#### [FRAGMENTO DEL DOCUMENTO]
>>>

Su llegada a Arusha, al norte de Tanzania, no fue como turista. Lo hizo como voluntario, con la intención de aplicar sus conocimientos para contribuir al bienestar de las comunidades masái. Diseñar un sistema de riego para mejorar el acceso a cultivos era su meta inicial. Pero en algún punto del camino, la silueta imponente del Kilimanjaro comenzó a colarse en sus pensamientos. “Si logré llegar a África, ¿por qué no escalar el Kilimanjaro?”, se preguntó.
Con 5895 metros de altura, el Kilimanjaro se levanta majestuoso como el techo del continente. Juan Carlos, cuyo mayor reto físico hasta entonces había sido subir Monserrate, se enfrentaba ahora a una caminata de varios días, en la que el cuerpo y la mente serían puestos a prueba. Al comenzar la travesía, el verde espeso del bosque daba paso, paso a paso, a un paisaje rocoso y árido. Las temperaturas descendían tanto como aumentaba la dificultad del ascenso.
"Pole, pole", repetían los guías suajilis. Despacio, despacio. Era un consejo para evitar el mal de montaña, pero también un recordatorio de vida. Cada paso debía ser calculado, cada pausa valorada. La montaña no perdonaba el afán.
Las jornadas eran extenuantes, iniciando a las cinco de la mañana, con caminatas de hasta ocho horas. La logística era compleja: guías, cocineros, portadores y escaladores con historias distintas, pero un objetivo común. Juan se sentía acompañado, pero también profundamente solo. En esos silencios encontraba espacio para recordar. Su pareja, sus amigos, sus profesores. Su mamá, que seguro lo imaginaba en otro lugar, más seguro, más cerca.
Cada noche escribía en su cuaderno nombres y palabras nuevas. Quería agradecer. Quería llevarlos a todos a la cima con él.

<<<

#### [REGISTROS PROPORCIONADOS]
>>>

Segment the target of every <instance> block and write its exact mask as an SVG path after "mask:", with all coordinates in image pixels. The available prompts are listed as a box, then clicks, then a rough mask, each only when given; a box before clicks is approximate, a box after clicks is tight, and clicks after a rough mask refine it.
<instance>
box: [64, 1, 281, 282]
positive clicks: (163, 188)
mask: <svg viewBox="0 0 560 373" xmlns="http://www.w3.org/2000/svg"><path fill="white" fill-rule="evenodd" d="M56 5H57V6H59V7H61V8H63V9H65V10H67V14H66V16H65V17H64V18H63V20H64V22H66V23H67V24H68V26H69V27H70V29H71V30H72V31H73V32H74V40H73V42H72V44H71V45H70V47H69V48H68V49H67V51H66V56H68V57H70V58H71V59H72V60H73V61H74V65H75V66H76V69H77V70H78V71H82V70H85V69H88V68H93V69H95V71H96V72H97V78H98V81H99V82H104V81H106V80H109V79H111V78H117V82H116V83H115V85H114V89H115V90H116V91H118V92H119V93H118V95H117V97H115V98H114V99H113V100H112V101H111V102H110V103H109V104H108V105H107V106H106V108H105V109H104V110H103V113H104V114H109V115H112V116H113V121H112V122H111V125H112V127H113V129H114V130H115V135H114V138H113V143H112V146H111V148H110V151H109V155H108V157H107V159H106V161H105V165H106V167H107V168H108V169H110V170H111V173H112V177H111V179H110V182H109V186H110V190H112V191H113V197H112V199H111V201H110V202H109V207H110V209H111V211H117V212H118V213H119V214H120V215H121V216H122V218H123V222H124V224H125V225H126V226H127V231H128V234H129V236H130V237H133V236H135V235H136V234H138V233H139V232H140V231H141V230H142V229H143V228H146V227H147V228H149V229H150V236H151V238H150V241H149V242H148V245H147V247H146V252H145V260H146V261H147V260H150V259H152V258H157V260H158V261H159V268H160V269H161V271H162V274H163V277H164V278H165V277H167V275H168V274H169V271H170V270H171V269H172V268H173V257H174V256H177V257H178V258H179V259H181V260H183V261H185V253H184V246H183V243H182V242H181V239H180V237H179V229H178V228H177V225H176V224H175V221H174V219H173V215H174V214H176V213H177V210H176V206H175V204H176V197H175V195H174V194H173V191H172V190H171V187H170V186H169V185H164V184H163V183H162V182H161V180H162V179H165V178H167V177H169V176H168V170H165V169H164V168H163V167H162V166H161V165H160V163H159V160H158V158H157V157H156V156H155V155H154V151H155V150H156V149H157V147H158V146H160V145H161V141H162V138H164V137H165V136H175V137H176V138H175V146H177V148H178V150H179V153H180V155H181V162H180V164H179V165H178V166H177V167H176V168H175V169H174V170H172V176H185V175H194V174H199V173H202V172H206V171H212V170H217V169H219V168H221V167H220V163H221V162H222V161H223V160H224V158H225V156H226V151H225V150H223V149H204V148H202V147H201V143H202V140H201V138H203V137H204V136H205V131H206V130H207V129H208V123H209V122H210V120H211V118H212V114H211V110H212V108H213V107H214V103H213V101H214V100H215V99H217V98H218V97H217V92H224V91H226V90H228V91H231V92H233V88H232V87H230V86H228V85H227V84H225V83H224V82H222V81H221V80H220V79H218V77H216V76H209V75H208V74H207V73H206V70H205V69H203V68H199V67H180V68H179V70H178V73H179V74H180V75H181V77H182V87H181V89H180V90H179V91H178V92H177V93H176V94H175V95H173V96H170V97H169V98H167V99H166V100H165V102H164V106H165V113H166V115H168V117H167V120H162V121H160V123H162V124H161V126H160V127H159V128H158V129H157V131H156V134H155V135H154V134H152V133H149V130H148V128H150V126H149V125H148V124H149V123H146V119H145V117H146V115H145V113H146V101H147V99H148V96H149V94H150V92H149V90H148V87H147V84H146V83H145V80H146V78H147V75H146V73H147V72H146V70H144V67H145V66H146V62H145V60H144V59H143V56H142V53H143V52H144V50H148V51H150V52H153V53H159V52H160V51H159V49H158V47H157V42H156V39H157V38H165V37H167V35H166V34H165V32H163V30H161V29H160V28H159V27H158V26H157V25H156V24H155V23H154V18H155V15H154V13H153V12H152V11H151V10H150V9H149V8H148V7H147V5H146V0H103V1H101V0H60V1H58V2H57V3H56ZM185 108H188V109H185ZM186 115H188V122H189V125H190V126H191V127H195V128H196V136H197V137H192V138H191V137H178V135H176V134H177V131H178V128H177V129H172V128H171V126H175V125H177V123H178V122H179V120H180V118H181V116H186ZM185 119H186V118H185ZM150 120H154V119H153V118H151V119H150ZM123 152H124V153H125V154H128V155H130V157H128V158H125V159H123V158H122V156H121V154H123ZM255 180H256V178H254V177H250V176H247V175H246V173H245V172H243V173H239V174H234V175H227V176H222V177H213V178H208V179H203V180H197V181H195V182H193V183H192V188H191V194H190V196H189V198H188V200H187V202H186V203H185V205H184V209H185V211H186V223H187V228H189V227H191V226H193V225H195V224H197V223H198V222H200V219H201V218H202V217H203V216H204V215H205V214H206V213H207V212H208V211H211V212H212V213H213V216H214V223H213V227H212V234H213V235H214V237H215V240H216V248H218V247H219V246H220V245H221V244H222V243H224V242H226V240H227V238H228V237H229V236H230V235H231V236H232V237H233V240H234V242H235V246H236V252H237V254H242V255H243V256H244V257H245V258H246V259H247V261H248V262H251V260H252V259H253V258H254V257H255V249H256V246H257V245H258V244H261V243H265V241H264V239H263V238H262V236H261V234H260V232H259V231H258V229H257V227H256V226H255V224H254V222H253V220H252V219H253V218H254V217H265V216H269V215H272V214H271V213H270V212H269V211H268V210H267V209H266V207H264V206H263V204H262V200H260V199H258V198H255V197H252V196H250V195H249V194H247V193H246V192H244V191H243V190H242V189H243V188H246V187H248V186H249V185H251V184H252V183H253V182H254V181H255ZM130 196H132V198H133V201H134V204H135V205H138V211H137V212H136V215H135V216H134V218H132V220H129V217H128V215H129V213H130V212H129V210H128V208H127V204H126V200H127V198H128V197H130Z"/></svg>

<<<

#### [QUÉ SE PIDE]
[a] Cita del relato sobre el ascenso al Kilimanjaro el pasaje que comienza con "Las jornadas eran" y sigue hasta "seguro, más cerca.".
[b] Según el relato sobre el ascenso al Kilimanjaro, ¿a qué personas recuerda Juan en los silencios de la caminata? Nómbralas todas.
[c] Prosigue el relato sobre el ascenso al Kilimanjaro a partir de su última oración.

#### [RESPUESTAS ESPERADAS]
[a]
Las jornadas eran extenuantes, iniciando a las cinco de la mañana, con caminatas de hasta ocho horas. La logística era compleja: guías, cocineros, portadores y escaladores con historias distintas, pero un objetivo común. Juan se sentía acompañado, pero también profundamente solo. En esos silencios encontraba espacio para recordar. Su pareja, sus amigos, sus profesores. Su mamá, que seguro lo imaginaba en otro lugar, más seguro, más cerca.

[b] Su pareja, sus amigos, sus profesores y su mamá.

[c]
El quinto día fue el más duro. La última subida comenzó a las 11 de la noche, en medio de una oscuridad total. El frío se volvió enemigo. Juan dejó de sentir las manos, los pies. En un momento, rezagado del grupo, sintió que uno de los portadores lo empujaba. Creyó que era por ir lento. Al voltear, vio que estaba solo.
Y entonces, el sol.
Los primeros rayos calentaron su rostro. A lo lejos, el pico Uhuru lo esperaba. "Estás en el punto más alto de África", decía el cartel. Juan se sentó. Sacó su cuaderno. Sacó los nombres. Los elevó al viento, en un gesto de gratitud, de humildad, de victoria.
Dos meses después, regresó a Colombia. Se vistió de toga, caminó hacia el escenario y recibió su título como ingeniero biomédico. En su mente, volvió a estar allí, en la cima, con el cartel y el cuaderno.
“Al recibir mi diploma, no pude evitar comparar mi pregrado con la experiencia del Kilimanjaro. Muchas veces, sentí que no lo lograría. Sin embargo, allí comprendí que, al igual que en la montaña, en la vida necesitas personas que te guíen, que te apoyen, que te enseñen a hacer pausas, a ir despacio... Y que al final, la recompensa lo vale”.